Source data.
_____

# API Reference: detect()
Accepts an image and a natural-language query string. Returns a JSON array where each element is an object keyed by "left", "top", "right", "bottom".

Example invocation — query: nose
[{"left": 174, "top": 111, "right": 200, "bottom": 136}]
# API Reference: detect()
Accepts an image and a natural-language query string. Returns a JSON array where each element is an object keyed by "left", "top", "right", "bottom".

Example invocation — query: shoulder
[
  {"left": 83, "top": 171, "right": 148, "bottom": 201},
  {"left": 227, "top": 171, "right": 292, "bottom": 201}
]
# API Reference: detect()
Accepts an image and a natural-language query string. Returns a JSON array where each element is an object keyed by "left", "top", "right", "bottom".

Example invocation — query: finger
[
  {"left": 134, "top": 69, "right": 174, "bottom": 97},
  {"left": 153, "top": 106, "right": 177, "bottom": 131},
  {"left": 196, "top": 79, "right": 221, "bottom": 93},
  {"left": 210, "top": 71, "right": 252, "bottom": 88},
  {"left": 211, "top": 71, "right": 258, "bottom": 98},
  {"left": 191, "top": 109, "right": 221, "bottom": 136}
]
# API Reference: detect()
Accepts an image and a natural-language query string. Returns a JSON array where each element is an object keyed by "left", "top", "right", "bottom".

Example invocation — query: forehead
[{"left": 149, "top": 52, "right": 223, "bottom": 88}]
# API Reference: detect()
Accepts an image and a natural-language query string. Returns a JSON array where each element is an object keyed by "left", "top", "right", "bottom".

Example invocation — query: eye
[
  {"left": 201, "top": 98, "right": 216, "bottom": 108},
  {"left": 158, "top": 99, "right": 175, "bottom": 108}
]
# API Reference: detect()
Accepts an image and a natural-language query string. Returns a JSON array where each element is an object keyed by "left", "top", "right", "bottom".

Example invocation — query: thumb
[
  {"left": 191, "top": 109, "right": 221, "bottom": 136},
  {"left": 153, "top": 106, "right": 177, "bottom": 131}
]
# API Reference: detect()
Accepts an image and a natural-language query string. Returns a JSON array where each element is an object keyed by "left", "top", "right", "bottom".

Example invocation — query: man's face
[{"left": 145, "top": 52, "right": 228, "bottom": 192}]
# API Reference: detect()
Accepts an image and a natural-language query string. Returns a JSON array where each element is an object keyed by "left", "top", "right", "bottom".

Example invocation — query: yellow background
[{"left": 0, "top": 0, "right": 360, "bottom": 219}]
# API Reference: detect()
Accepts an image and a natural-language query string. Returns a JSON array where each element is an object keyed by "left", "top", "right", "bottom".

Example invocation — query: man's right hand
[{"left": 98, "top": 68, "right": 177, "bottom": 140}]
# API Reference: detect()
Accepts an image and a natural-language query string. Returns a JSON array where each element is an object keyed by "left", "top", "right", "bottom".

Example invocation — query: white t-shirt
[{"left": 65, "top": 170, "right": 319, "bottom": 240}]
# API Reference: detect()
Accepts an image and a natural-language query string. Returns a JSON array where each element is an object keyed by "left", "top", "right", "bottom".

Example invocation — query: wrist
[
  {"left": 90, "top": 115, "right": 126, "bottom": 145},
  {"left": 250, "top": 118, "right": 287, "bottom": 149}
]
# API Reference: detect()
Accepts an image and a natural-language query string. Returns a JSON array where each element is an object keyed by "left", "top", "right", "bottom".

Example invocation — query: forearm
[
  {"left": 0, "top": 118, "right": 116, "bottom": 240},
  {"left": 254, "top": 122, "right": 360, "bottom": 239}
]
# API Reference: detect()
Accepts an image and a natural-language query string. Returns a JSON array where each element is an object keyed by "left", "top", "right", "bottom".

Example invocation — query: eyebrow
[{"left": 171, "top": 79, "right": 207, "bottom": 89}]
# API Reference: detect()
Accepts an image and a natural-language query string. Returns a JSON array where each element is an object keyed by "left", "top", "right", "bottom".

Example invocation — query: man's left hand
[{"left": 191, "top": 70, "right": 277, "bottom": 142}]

_____

What you will do. Count the lines in the records above that contain the word "hand", treating case as significant, and give only the number.

Correct output. 2